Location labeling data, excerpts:
▽
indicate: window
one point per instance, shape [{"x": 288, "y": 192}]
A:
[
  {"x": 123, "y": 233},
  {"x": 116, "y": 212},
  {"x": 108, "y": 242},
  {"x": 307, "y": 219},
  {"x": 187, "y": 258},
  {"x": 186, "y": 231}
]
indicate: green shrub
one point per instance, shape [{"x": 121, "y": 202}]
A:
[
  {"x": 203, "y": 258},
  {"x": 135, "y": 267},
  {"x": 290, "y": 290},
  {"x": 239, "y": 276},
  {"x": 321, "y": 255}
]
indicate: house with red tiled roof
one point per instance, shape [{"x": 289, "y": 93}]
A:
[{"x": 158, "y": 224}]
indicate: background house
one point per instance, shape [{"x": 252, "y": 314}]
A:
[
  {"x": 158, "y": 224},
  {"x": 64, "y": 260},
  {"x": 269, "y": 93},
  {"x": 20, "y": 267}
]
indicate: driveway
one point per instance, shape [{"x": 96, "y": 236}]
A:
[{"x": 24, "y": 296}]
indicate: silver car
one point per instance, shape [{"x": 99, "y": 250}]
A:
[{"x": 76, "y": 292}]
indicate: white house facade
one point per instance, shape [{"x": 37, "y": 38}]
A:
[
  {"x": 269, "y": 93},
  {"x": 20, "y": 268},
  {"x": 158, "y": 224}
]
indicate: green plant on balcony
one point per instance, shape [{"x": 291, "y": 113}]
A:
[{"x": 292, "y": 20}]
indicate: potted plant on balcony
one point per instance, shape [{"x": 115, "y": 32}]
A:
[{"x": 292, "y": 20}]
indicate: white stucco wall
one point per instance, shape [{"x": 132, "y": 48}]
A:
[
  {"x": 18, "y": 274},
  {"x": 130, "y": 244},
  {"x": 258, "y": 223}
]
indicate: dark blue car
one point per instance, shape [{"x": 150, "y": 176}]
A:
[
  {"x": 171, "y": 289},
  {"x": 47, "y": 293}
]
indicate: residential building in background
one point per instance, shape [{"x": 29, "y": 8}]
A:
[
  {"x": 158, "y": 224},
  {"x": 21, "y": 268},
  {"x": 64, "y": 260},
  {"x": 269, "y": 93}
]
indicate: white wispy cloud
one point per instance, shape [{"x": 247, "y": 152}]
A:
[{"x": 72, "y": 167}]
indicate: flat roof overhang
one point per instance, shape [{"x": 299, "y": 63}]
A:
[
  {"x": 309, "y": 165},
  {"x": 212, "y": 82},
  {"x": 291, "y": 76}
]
△
WHAT YOU SHOULD DO: Copy the listing above line for line, without changing anything.

ANSWER IN FULL:
indicate: window
one point per instance, shape [{"x": 288, "y": 192}]
A:
[
  {"x": 123, "y": 233},
  {"x": 116, "y": 212},
  {"x": 108, "y": 242},
  {"x": 307, "y": 219},
  {"x": 187, "y": 258},
  {"x": 186, "y": 231}
]
indicate: green shrub
one point per instance, shape [{"x": 121, "y": 202}]
A:
[
  {"x": 203, "y": 258},
  {"x": 135, "y": 267},
  {"x": 290, "y": 290},
  {"x": 239, "y": 276},
  {"x": 321, "y": 255}
]
indicate: house with red tiled roof
one point per instance, shape [{"x": 289, "y": 93}]
A:
[{"x": 158, "y": 224}]
indicate: background house
one point per instance, shape [{"x": 252, "y": 314}]
A:
[
  {"x": 158, "y": 224},
  {"x": 64, "y": 260},
  {"x": 269, "y": 93},
  {"x": 20, "y": 267}
]
indicate: driveway
one point per instance, shape [{"x": 96, "y": 236}]
A:
[{"x": 24, "y": 296}]
indicate: silver car
one point per instance, shape [{"x": 99, "y": 250}]
A:
[{"x": 76, "y": 292}]
indicate: white house facade
one point per instance, shape [{"x": 37, "y": 38}]
A:
[
  {"x": 269, "y": 93},
  {"x": 20, "y": 268},
  {"x": 158, "y": 224}
]
indicate: green plant on balcony
one point per instance, shape [{"x": 291, "y": 113}]
A:
[{"x": 292, "y": 20}]
indicate: potted plant on balcony
one point per instance, shape [{"x": 115, "y": 32}]
A:
[{"x": 292, "y": 20}]
indicate: white stucco wall
one point per instance, shape [{"x": 132, "y": 48}]
A:
[
  {"x": 18, "y": 274},
  {"x": 130, "y": 244},
  {"x": 258, "y": 223}
]
indicate: dark blue car
one point per instance, shape [{"x": 150, "y": 176}]
A:
[
  {"x": 171, "y": 289},
  {"x": 47, "y": 293}
]
indicate: residential building in background
one point per instance, shape [{"x": 29, "y": 8}]
A:
[
  {"x": 158, "y": 224},
  {"x": 21, "y": 268},
  {"x": 64, "y": 260},
  {"x": 269, "y": 93}
]
indicate: white wispy cloud
one point per instance, shape [{"x": 247, "y": 152}]
A:
[{"x": 72, "y": 167}]
indicate: flat roof overhang
one point per instance, shape [{"x": 299, "y": 63}]
A:
[
  {"x": 309, "y": 165},
  {"x": 212, "y": 82},
  {"x": 291, "y": 76}
]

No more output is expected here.